[BEGIN Information given]

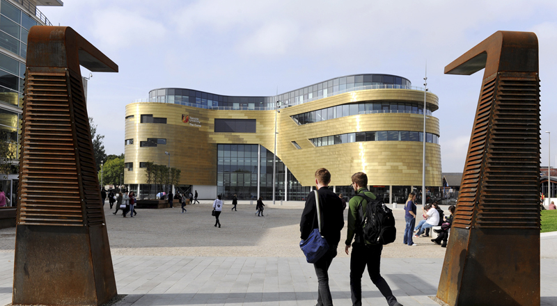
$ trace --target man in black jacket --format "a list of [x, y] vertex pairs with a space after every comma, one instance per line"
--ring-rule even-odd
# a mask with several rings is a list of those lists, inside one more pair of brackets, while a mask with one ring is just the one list
[[[331, 290], [329, 288], [329, 266], [336, 256], [336, 248], [340, 240], [340, 230], [344, 227], [343, 202], [332, 191], [329, 189], [331, 173], [322, 168], [315, 172], [315, 185], [318, 190], [320, 210], [321, 211], [321, 235], [329, 243], [329, 250], [316, 263], [313, 264], [319, 282], [317, 306], [333, 305]], [[317, 206], [313, 191], [306, 197], [306, 207], [300, 220], [300, 238], [306, 240], [313, 229], [319, 227], [317, 218]]]

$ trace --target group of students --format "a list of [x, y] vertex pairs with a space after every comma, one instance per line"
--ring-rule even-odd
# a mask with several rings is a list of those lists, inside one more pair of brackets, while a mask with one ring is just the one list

[END Information given]

[Written task]:
Reproduce every line of the records above verbatim, omitting the pictures.

[Result for this task]:
$ trace --target man in black jacket --format "a list of [x, y] vertex pairs with a space after every comma, one instance per line"
--ring-rule even-odd
# a mask with several rings is a list of those lists, inside one more pair of brackets, while a mask with one ring is just the one list
[[[331, 290], [329, 288], [329, 266], [336, 256], [336, 248], [340, 240], [340, 230], [344, 227], [343, 202], [332, 191], [329, 189], [331, 173], [322, 168], [315, 172], [315, 185], [318, 190], [320, 210], [321, 211], [321, 235], [329, 243], [329, 250], [316, 263], [313, 264], [319, 282], [317, 306], [333, 305]], [[317, 206], [313, 191], [306, 197], [306, 207], [300, 220], [300, 238], [306, 240], [313, 229], [319, 227], [317, 218]]]

$ trace --target group of students --format "a list of [x, y] vertex pairs with a space after every comma, one instance per line"
--ring-rule even-odd
# a mask with several rings is a list of those lists, inside one more pair of brackets, while a mask with one ring is just the one list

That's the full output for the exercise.